* start Supplied text *

And I stuck that way.  Until about a year ago.  Then, I got married, got depressed, and got busy.  Before you think too much into this, the depression and the marriage are two different things.  I was depressed because I was out of work, and then when I got back into work I was depressed because I wasn't seeing my husband much (hello, didn't I get married to remedy this problem?) and because of weight gain.

This is my deep dark secret.  I gained 15 pounds in the first six months of our marriage.  And it sent me round the bend of depression.  I never feel worse about myself than when I feel like I'm not where I want to be with my body.  To be honest, I've had a long, long struggle with this, probably like every single other girl my age.  I have a couple of things going for me.  First off, parents and now a life partner who value my personality and intellect.  I know that if I get really fat and ugly, my hubby will still love me.  Woooo.  Secondly, I have spent a long time coming to grips with myself and what I look like, and finding the little things I like about myself.  For example, I think I have nice feet.  As far as feet go, which I find vaguely repulsive.  Hahaha.  I have excellent teeth and devote a lot of time to keeping them healthy.  After so much flossing, mouthwashing, and brushing, I feel like I have a right to be proud of my teeth.  And I'll say it, I like my butt.  This post is all about being brutally honest, so there it is.  I like my butt.

* end Supplied text *
* start Data *

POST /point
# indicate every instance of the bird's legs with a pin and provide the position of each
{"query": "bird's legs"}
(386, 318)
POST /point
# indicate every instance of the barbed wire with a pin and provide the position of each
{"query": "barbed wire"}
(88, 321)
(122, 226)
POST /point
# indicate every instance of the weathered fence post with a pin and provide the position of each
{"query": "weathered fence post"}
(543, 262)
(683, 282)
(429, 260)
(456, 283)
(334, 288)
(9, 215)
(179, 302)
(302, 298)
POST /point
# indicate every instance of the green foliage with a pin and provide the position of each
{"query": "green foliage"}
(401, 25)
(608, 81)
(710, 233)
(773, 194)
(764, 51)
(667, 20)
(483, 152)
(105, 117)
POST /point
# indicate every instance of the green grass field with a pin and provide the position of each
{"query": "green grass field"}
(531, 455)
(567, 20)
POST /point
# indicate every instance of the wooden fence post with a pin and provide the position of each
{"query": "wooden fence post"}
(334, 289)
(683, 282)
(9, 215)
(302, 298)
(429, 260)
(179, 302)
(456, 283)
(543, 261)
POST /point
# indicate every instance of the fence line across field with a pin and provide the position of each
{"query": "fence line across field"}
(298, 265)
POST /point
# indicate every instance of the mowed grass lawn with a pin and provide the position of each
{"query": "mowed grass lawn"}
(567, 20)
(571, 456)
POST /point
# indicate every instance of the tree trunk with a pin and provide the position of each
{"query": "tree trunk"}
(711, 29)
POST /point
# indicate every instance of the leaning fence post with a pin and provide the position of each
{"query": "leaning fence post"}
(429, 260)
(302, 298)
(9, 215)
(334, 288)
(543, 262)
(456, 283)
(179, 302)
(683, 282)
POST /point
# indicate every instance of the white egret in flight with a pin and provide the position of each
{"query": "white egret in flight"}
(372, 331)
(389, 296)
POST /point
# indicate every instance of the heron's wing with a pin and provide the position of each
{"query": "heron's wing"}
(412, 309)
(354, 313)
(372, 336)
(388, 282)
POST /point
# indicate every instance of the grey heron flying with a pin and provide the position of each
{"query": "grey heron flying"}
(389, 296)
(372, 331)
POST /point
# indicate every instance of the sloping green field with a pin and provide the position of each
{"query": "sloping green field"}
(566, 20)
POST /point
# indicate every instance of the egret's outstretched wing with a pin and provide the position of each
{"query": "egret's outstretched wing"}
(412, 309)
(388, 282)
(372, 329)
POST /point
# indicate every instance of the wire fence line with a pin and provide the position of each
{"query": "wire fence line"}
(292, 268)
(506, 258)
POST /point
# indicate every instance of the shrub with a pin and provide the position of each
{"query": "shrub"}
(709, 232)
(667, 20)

* end Data *

## Things to do
(1) From the passage, list every part of the writer's own body that the writer says they like.
(2) Rewrite the part of the passage that opens with the words "And I stuck" and closes with "of weight gain.", substituting "unhappy" for "depressed" wherever it occurs.
The records are separate from the passage and stand on their own.

## In response
(1) feet, teeth, butt

(2)
And I stuck that way.  Until about a year ago.  Then, I got married, got unhappy, and got busy.  Before you think too much into this, the depression and the marriage are two different things.  I was unhappy because I was out of work, and then when I got back into work I was unhappy because I wasn't seeing my husband much (hello, didn't I get married to remedy this problem?) and because of weight gain.